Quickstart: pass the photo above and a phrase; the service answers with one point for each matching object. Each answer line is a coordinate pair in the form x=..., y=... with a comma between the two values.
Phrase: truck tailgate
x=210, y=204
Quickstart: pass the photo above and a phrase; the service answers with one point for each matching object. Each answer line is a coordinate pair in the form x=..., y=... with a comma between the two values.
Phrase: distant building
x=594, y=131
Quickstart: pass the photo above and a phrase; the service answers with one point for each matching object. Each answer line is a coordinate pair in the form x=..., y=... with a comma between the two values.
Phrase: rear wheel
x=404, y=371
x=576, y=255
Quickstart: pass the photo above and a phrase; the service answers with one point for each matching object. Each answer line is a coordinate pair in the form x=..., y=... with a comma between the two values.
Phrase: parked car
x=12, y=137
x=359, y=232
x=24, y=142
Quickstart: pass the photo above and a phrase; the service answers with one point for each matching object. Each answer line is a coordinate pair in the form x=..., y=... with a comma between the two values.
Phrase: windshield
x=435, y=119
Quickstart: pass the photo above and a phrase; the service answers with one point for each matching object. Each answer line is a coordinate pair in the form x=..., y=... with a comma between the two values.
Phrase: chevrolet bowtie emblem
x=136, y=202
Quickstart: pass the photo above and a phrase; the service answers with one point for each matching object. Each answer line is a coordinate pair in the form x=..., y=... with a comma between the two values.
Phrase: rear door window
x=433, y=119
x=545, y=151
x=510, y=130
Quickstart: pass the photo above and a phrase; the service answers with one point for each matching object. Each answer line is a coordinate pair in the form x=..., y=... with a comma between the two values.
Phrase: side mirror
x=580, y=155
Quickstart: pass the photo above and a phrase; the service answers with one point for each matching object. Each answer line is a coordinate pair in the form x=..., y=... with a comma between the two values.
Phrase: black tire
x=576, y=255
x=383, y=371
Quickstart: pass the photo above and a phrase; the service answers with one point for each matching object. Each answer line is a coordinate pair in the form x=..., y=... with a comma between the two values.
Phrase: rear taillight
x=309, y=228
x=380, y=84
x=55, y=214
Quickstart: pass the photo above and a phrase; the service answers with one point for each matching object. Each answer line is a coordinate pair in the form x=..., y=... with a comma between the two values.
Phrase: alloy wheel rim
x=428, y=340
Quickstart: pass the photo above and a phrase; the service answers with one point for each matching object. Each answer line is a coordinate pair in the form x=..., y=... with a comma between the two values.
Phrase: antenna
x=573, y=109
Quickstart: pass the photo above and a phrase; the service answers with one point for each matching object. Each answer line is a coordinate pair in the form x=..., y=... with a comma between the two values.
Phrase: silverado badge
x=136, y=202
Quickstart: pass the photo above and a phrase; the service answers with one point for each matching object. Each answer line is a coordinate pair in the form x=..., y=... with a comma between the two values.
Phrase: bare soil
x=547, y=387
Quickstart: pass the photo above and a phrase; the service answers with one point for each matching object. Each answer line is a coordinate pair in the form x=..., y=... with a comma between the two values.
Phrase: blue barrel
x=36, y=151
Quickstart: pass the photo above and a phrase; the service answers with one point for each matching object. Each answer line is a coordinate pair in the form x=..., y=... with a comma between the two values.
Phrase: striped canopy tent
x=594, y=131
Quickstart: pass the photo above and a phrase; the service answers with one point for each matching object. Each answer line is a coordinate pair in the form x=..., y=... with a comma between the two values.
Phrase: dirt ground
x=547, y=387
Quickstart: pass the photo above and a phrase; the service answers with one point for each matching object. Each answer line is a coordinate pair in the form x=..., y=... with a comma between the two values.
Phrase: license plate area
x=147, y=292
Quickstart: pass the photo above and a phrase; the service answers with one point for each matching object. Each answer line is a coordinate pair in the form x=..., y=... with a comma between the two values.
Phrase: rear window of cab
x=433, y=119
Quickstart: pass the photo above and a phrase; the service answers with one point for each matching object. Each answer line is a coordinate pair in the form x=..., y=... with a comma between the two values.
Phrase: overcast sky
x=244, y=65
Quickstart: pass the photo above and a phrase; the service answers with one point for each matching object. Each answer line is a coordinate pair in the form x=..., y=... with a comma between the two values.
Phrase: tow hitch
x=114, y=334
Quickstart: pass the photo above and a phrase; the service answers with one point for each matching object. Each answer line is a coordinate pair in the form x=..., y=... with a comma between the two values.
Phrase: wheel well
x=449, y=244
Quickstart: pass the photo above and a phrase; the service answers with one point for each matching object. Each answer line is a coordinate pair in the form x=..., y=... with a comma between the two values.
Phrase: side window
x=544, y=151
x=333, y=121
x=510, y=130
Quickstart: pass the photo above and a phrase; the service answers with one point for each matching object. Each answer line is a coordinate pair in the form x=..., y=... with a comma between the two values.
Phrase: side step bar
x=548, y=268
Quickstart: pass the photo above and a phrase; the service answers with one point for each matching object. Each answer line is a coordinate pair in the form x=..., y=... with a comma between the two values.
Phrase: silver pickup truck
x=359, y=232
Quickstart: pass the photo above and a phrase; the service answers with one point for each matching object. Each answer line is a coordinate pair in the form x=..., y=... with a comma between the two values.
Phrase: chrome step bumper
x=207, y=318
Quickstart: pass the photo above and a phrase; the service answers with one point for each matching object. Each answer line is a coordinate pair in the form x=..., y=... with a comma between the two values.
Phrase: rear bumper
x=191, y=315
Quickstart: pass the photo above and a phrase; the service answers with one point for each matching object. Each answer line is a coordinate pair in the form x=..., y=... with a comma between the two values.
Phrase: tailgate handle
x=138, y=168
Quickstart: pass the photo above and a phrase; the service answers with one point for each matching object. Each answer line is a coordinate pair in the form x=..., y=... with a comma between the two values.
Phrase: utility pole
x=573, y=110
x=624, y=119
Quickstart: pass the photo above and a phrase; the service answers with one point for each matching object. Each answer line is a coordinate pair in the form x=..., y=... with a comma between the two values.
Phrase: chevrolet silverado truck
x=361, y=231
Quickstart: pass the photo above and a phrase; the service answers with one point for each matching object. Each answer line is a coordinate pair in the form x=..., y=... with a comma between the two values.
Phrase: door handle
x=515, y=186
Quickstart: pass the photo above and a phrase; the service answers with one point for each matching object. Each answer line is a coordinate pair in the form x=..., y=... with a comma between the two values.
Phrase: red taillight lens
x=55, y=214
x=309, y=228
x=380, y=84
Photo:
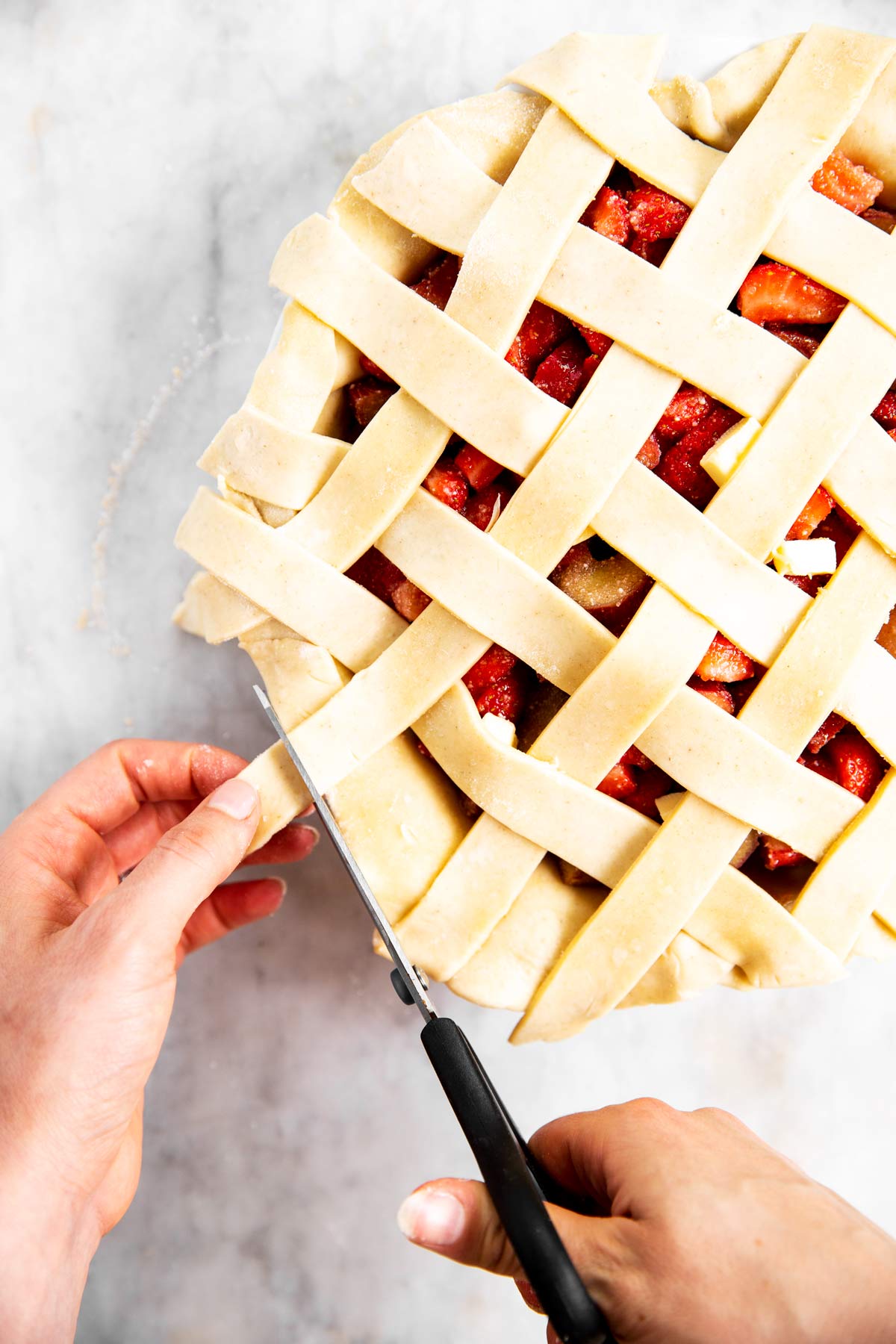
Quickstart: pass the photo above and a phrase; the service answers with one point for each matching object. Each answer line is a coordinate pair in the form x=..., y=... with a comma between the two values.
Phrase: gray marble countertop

——

WHAT TO WORK ON: Can you repeat the data from its first line through the line containing "x=210, y=204", replacing "tailgate" with "bumper" and leaving everything else unchanged, and return only those lines?

THE SOLUTION:
Quickstart: pass the photo above and a phrase; the service answers with one point for each matching object. Each answer line is a coordinate pair in the form x=..., y=... with a comma between the two values.
Phrase: truck bumper
x=210, y=204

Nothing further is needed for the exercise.